## Directions:
Can you quote the lines below exactly, starting at the line with "The automated pipeline tagged ceiling light" and going through the last one?

## Provided entries:

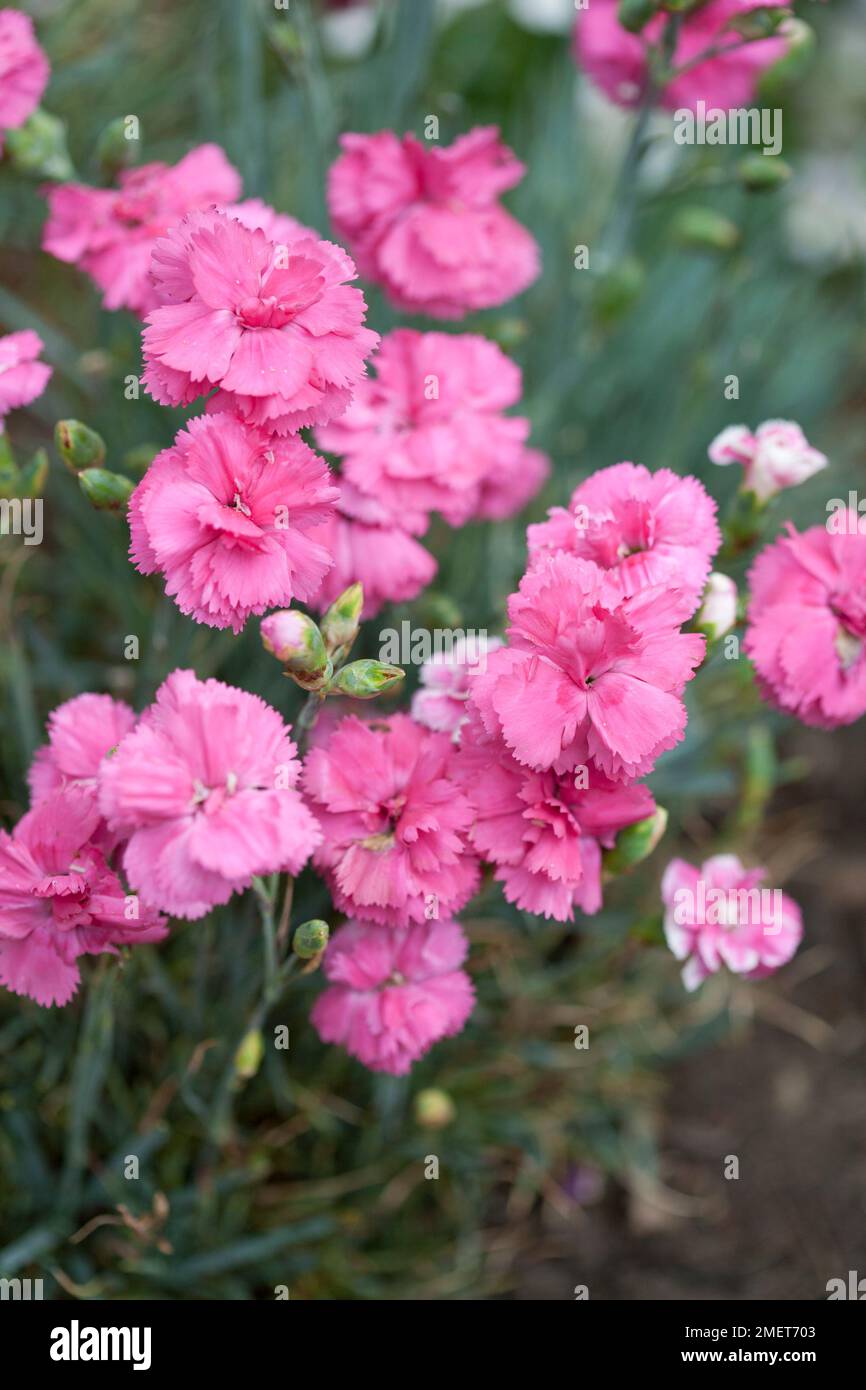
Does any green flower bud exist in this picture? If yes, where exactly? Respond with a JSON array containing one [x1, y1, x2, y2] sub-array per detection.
[[260, 609, 334, 691], [321, 584, 364, 656], [292, 917, 331, 960], [78, 468, 135, 512], [602, 806, 667, 876], [4, 107, 75, 182], [54, 420, 106, 473], [328, 657, 406, 699]]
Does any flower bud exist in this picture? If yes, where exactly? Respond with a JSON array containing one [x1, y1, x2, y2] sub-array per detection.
[[260, 609, 332, 691], [321, 584, 364, 655], [292, 917, 331, 960], [328, 657, 406, 699], [54, 420, 106, 473], [78, 468, 135, 512], [695, 573, 737, 642], [602, 806, 667, 876], [414, 1087, 457, 1129]]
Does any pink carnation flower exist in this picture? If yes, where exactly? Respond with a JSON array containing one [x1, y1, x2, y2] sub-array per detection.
[[0, 788, 167, 1005], [42, 145, 243, 318], [310, 480, 436, 619], [0, 328, 51, 434], [662, 855, 803, 990], [744, 512, 866, 728], [0, 10, 51, 154], [455, 714, 656, 922], [574, 0, 787, 111], [527, 463, 721, 621], [317, 328, 547, 528], [310, 922, 475, 1076], [99, 671, 321, 917], [328, 125, 539, 318], [471, 553, 705, 780], [303, 714, 478, 927], [709, 420, 827, 502], [129, 416, 339, 632], [411, 632, 502, 734], [142, 210, 378, 434]]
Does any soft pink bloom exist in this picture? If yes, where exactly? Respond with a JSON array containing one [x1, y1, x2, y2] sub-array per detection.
[[527, 463, 721, 621], [303, 714, 478, 927], [455, 714, 656, 922], [99, 671, 321, 917], [662, 855, 803, 990], [310, 922, 475, 1076], [42, 145, 246, 318], [744, 512, 866, 728], [709, 420, 827, 502], [0, 788, 167, 1005], [0, 10, 51, 153], [129, 414, 339, 632], [328, 125, 539, 318], [0, 328, 51, 434], [142, 210, 378, 434], [411, 632, 502, 734], [574, 0, 787, 111], [470, 552, 705, 780], [317, 328, 542, 530], [310, 480, 436, 619]]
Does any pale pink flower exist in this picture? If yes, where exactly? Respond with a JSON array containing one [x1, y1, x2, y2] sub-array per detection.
[[411, 632, 502, 734], [574, 0, 787, 111], [303, 714, 478, 927], [328, 125, 539, 318], [142, 210, 378, 434], [42, 145, 246, 318], [0, 10, 51, 154], [129, 414, 339, 632], [0, 787, 167, 1006], [310, 922, 475, 1076], [527, 463, 721, 621], [470, 552, 705, 780], [662, 855, 803, 990], [0, 328, 51, 434], [316, 328, 541, 528], [99, 670, 321, 919], [709, 420, 828, 502], [455, 713, 656, 922], [744, 512, 866, 728]]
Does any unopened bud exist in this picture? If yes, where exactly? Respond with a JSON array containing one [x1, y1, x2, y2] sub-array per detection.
[[328, 657, 406, 699], [78, 468, 135, 512], [292, 917, 331, 960], [261, 609, 332, 691], [54, 420, 106, 473]]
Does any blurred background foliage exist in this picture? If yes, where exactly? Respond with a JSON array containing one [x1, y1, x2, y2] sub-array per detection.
[[0, 0, 866, 1298]]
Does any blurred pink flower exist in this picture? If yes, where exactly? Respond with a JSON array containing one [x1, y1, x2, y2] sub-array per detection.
[[744, 512, 866, 728], [303, 714, 478, 927], [0, 787, 168, 1005], [709, 420, 827, 502], [99, 670, 321, 919], [129, 414, 339, 632], [470, 552, 705, 780], [0, 328, 51, 434], [142, 210, 378, 434], [0, 10, 51, 154], [42, 145, 244, 318], [662, 855, 803, 990], [328, 125, 539, 318], [574, 0, 787, 111], [317, 328, 542, 528], [310, 922, 475, 1076], [455, 713, 656, 922], [527, 463, 721, 621]]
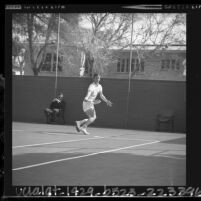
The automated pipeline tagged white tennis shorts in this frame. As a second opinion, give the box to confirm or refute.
[82,101,94,112]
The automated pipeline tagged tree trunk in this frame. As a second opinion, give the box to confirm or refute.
[37,14,55,71]
[27,14,38,76]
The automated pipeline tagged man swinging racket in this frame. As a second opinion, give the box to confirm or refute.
[75,73,112,135]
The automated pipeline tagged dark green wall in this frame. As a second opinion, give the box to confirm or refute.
[12,76,186,132]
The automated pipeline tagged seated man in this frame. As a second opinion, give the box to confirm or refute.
[44,93,65,123]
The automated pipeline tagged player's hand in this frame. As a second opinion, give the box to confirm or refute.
[94,99,101,105]
[107,100,112,107]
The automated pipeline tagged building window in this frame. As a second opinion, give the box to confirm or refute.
[121,59,125,73]
[53,54,62,72]
[117,58,144,73]
[117,59,121,72]
[161,59,180,70]
[40,53,62,72]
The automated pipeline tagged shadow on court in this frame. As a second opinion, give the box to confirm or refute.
[12,150,186,186]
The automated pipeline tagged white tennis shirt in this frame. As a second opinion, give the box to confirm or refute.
[85,83,103,101]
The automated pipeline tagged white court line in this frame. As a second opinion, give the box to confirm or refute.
[154,155,186,160]
[12,130,24,132]
[13,137,104,149]
[12,141,160,170]
[105,137,153,141]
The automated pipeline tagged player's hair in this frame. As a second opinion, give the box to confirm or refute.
[93,73,100,78]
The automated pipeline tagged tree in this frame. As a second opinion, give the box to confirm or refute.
[13,13,78,75]
[76,13,186,77]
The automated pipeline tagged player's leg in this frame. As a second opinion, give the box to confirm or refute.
[75,101,94,132]
[75,119,88,132]
[80,108,96,135]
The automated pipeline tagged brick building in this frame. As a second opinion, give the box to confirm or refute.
[14,45,186,81]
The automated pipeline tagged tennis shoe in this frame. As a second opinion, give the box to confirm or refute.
[80,127,90,135]
[75,121,80,132]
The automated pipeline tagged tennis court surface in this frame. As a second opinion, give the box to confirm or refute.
[12,122,186,186]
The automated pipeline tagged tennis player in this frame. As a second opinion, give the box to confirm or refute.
[75,73,112,135]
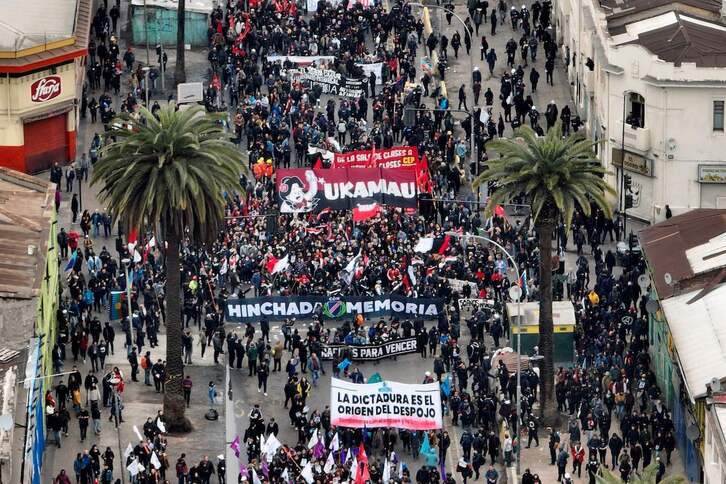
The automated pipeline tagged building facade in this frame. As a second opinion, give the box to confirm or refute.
[555,0,726,223]
[0,167,60,484]
[0,0,91,173]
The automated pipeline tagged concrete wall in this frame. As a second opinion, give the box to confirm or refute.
[555,0,726,222]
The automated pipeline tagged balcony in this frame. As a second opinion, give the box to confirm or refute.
[583,67,595,94]
[612,120,650,153]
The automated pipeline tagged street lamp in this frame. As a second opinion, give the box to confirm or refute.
[121,257,134,345]
[141,66,151,109]
[446,232,522,476]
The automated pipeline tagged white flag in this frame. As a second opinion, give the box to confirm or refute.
[300,462,315,484]
[328,432,340,452]
[323,452,335,474]
[308,429,319,449]
[265,434,282,462]
[252,467,262,484]
[348,458,358,481]
[126,459,141,477]
[272,255,290,274]
[151,452,161,469]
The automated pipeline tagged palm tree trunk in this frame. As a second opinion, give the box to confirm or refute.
[535,208,557,425]
[174,0,187,84]
[164,226,192,432]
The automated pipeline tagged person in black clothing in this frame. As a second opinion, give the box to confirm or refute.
[78,408,91,442]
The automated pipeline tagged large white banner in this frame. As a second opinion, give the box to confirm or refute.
[330,378,442,430]
[267,55,335,66]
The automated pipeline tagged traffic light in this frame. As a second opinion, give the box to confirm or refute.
[628,232,638,250]
[625,193,633,210]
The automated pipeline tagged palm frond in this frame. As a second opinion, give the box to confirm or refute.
[91,104,246,242]
[473,123,615,226]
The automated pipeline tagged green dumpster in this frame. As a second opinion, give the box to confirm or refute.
[507,301,575,364]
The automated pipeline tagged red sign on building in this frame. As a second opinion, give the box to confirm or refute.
[30,76,61,103]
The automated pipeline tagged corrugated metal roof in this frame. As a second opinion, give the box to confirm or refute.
[661,284,726,400]
[0,0,78,52]
[0,0,92,71]
[638,208,726,299]
[0,168,55,299]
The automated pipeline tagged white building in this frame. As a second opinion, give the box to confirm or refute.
[554,0,726,222]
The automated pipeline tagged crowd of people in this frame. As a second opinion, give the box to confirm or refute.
[46,0,675,484]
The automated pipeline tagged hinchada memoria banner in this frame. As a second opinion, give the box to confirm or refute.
[320,338,418,361]
[225,294,444,323]
[276,167,416,213]
[330,378,441,430]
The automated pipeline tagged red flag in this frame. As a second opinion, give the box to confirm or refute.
[355,460,371,484]
[358,442,368,465]
[126,229,139,245]
[353,203,381,222]
[416,155,432,193]
[436,235,451,254]
[265,255,280,273]
[315,207,333,222]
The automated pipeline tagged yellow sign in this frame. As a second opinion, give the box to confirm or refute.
[512,324,575,334]
[612,149,653,177]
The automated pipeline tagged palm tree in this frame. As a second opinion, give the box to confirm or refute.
[174,0,187,84]
[595,462,686,484]
[91,104,243,432]
[474,123,614,421]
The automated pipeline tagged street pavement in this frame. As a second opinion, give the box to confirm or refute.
[35,2,681,482]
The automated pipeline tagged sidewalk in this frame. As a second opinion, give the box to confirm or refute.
[41,2,225,483]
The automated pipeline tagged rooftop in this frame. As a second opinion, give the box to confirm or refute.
[0,0,92,72]
[0,0,77,52]
[600,0,721,19]
[638,208,726,300]
[661,284,726,400]
[611,11,726,67]
[0,167,55,299]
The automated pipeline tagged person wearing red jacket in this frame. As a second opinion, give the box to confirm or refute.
[570,442,585,478]
[53,469,71,484]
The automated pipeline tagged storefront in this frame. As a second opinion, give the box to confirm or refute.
[0,0,91,173]
[611,149,655,221]
[698,164,726,208]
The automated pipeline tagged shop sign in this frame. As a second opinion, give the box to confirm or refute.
[612,149,653,177]
[30,76,61,103]
[698,165,726,183]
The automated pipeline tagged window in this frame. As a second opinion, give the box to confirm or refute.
[713,101,724,132]
[625,92,645,129]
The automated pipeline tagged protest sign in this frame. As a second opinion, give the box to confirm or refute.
[276,168,417,213]
[320,338,418,361]
[330,378,442,430]
[267,54,335,66]
[355,62,383,85]
[225,294,444,323]
[331,146,418,168]
[288,66,363,98]
[444,277,479,295]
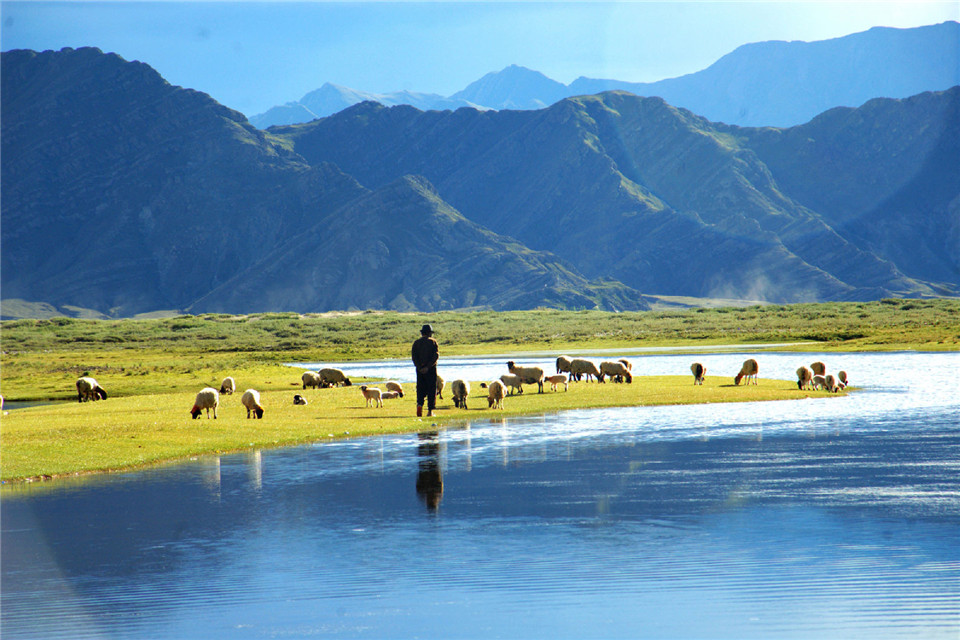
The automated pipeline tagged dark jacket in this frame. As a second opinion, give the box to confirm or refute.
[411,336,440,373]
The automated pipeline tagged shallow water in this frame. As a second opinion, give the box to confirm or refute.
[0,353,960,639]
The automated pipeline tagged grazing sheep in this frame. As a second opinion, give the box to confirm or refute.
[500,373,523,395]
[690,362,707,385]
[599,360,633,384]
[570,358,600,382]
[317,368,352,387]
[507,360,543,393]
[450,380,470,409]
[383,380,403,398]
[77,376,107,402]
[543,373,569,391]
[733,358,760,385]
[360,384,383,407]
[300,371,323,389]
[190,387,220,420]
[240,389,263,420]
[480,380,507,409]
[220,376,237,395]
[797,367,813,391]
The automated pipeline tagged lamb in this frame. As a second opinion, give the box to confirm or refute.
[300,371,323,389]
[570,358,600,382]
[220,376,237,395]
[507,360,543,393]
[240,389,263,420]
[543,373,569,391]
[690,362,707,385]
[450,380,470,409]
[383,380,403,398]
[190,387,220,420]
[480,380,507,409]
[797,367,813,391]
[360,384,383,407]
[77,376,107,402]
[500,373,523,395]
[599,360,633,384]
[318,368,352,387]
[733,358,760,385]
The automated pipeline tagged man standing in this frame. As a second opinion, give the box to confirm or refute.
[412,324,440,417]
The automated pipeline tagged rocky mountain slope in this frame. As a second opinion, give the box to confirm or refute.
[0,49,644,316]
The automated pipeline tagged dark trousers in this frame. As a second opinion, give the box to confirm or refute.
[417,369,437,411]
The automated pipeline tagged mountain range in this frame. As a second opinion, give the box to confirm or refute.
[250,21,960,129]
[0,48,960,316]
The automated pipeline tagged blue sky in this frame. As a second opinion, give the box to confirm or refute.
[0,0,960,115]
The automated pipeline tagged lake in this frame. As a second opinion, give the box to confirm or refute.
[0,351,960,640]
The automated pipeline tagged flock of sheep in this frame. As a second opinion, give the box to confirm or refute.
[67,356,848,419]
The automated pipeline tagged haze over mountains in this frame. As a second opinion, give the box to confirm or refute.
[250,22,960,128]
[0,32,960,316]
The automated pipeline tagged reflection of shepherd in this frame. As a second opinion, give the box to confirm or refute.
[417,431,443,511]
[412,324,440,417]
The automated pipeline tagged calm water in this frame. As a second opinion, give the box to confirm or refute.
[0,353,960,640]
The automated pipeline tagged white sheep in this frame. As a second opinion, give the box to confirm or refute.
[220,376,237,395]
[300,371,323,389]
[450,380,470,409]
[570,358,600,382]
[317,368,352,387]
[190,387,220,420]
[480,380,507,409]
[240,389,263,420]
[507,360,543,393]
[598,360,633,384]
[797,367,813,391]
[690,362,707,385]
[77,376,107,402]
[360,384,383,407]
[500,373,523,395]
[733,358,760,385]
[543,373,570,391]
[383,380,403,398]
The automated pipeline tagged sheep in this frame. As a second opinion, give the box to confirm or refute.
[733,358,760,385]
[77,376,107,402]
[598,360,633,384]
[240,389,263,420]
[317,368,352,387]
[300,371,323,390]
[543,373,570,391]
[360,384,383,407]
[190,387,220,420]
[383,380,403,398]
[220,376,237,395]
[450,380,470,409]
[690,362,707,385]
[797,367,813,391]
[570,358,600,382]
[507,360,543,393]
[500,373,523,395]
[480,380,507,409]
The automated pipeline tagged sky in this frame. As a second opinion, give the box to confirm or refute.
[0,0,960,116]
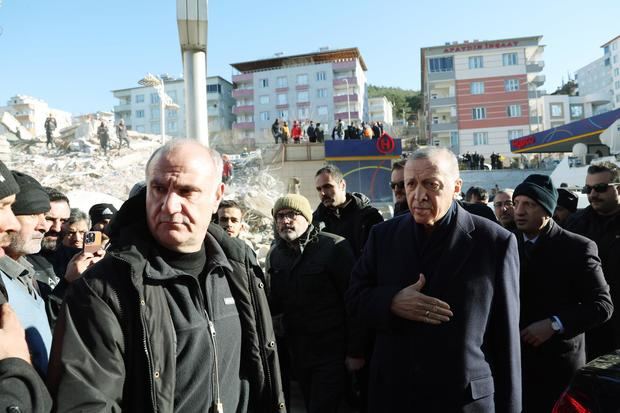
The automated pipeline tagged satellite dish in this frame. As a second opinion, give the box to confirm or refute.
[573,143,588,156]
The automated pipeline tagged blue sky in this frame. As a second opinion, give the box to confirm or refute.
[0,0,620,114]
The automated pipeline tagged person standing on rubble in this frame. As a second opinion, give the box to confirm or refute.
[45,113,58,149]
[116,119,131,150]
[97,120,110,156]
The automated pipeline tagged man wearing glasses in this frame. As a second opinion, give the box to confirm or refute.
[566,162,620,360]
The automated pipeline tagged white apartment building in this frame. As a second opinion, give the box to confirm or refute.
[112,75,234,138]
[0,95,71,137]
[420,36,545,156]
[368,96,394,126]
[231,48,368,143]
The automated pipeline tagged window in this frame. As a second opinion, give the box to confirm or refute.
[502,53,519,66]
[508,129,523,141]
[276,76,288,87]
[506,105,521,118]
[474,132,489,146]
[207,84,222,94]
[428,56,454,72]
[469,56,484,69]
[570,105,583,119]
[471,108,487,119]
[504,79,520,92]
[297,90,310,102]
[297,108,310,119]
[549,103,564,118]
[469,82,484,95]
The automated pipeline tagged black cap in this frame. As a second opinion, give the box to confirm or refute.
[512,174,558,216]
[11,171,50,215]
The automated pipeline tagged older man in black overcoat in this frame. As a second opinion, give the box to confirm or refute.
[347,147,521,413]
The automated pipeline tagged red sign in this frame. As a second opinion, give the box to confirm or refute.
[443,40,519,53]
[377,132,395,155]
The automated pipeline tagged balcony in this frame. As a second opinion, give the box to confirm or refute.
[428,96,456,107]
[232,89,254,98]
[334,93,358,103]
[430,122,458,133]
[332,60,357,72]
[233,73,254,83]
[525,60,545,73]
[334,76,357,87]
[233,105,254,115]
[233,122,254,130]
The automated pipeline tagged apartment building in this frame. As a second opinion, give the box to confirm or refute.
[368,96,394,126]
[231,48,368,143]
[112,75,234,138]
[0,95,71,137]
[421,36,545,156]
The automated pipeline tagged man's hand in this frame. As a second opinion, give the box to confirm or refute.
[65,249,105,283]
[344,356,366,371]
[0,304,30,363]
[391,274,454,325]
[521,318,555,347]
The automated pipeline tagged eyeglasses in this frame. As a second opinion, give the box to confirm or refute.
[581,183,620,194]
[390,181,405,191]
[276,211,302,221]
[493,201,515,208]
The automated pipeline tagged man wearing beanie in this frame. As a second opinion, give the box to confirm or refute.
[0,166,51,412]
[513,174,613,412]
[267,194,363,413]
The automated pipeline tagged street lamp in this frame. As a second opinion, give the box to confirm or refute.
[138,73,179,145]
[344,77,351,125]
[177,0,209,146]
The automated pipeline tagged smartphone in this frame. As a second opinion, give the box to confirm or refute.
[83,231,101,254]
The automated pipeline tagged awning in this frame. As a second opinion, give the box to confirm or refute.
[510,109,620,153]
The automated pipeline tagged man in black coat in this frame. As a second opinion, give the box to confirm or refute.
[267,194,364,413]
[346,147,521,413]
[513,174,613,412]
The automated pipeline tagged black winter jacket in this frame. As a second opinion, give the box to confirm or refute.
[49,191,286,413]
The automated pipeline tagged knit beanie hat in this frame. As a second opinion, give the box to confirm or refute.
[0,161,19,199]
[512,174,558,216]
[271,194,312,223]
[11,171,50,215]
[88,204,118,225]
[558,188,579,212]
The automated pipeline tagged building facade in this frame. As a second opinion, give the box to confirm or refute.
[368,96,394,126]
[112,75,234,138]
[231,48,368,143]
[0,95,71,139]
[421,36,545,156]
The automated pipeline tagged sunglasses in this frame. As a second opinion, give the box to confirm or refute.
[581,183,620,194]
[390,181,405,191]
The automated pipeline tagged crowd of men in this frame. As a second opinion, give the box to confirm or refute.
[0,140,620,413]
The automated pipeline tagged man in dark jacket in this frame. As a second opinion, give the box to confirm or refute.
[346,147,521,413]
[565,162,620,361]
[49,140,285,412]
[313,165,383,258]
[513,174,613,412]
[0,162,52,413]
[268,194,363,413]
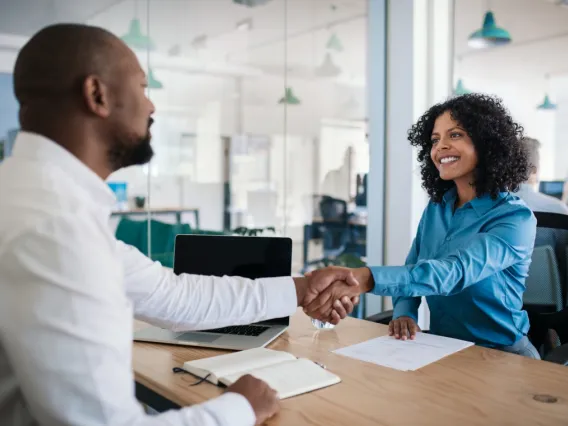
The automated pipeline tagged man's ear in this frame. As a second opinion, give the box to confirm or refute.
[83,75,111,118]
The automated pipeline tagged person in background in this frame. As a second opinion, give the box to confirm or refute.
[517,138,568,214]
[308,94,539,358]
[0,24,357,426]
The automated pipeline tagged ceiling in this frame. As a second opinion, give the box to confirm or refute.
[0,0,367,80]
[0,0,568,83]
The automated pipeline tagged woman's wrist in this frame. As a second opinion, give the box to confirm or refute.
[353,267,375,293]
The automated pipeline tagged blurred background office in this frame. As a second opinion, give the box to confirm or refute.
[0,0,568,324]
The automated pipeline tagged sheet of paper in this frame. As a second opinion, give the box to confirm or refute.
[333,333,473,371]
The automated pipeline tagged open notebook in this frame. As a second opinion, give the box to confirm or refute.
[183,348,341,399]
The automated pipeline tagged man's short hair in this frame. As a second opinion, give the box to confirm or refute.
[14,24,119,106]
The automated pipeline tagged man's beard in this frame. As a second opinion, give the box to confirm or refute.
[109,118,154,171]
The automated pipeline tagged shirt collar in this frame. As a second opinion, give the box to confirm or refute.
[12,131,116,207]
[443,186,508,216]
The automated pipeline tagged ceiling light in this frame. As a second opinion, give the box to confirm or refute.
[237,18,252,31]
[316,52,341,77]
[537,95,557,111]
[278,87,301,105]
[468,11,511,49]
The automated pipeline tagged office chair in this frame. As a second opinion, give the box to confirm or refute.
[523,212,568,365]
[115,218,226,268]
[302,195,366,318]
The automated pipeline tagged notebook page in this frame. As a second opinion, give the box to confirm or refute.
[219,359,341,399]
[183,348,296,384]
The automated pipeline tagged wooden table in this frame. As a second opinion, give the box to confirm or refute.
[111,207,200,229]
[133,311,568,426]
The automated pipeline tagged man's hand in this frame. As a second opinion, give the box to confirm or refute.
[227,374,280,425]
[304,266,374,322]
[389,317,420,340]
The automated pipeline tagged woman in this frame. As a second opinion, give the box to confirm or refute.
[307,94,539,358]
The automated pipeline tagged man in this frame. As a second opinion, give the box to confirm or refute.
[517,138,568,214]
[0,24,357,426]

## Full output:
The automated pipeline tagged ceiling light in this frame. As a second opinion, give the box to confirm or refute.
[237,18,252,31]
[316,52,341,77]
[537,95,557,111]
[278,87,301,105]
[468,11,511,49]
The automated pipeline tagged office chair in this frame. As a second opinion, give the box to confirm or refute.
[523,212,568,365]
[115,218,226,268]
[302,195,366,318]
The automated pipeline tagged notebook page in this frame. As a second opinion, give the box to confirm or refute.
[219,359,341,399]
[183,348,296,384]
The automated pipeline tagged wooden table in this frame. As a second opinion, give the box to confirm or refute.
[111,207,200,229]
[133,311,568,426]
The automated pipeline tagged man's hand in this frame. As a second opinion, give the box to confirm or refute.
[227,374,280,425]
[304,266,374,322]
[389,317,420,340]
The automated pipeline tagged woman in this frame. As a second opinion, give the box to confirm or refute.
[307,94,539,358]
The automated pipeline tagged man in this frame. As a second opinion, give the box to confirm or refute.
[517,138,568,214]
[0,24,357,426]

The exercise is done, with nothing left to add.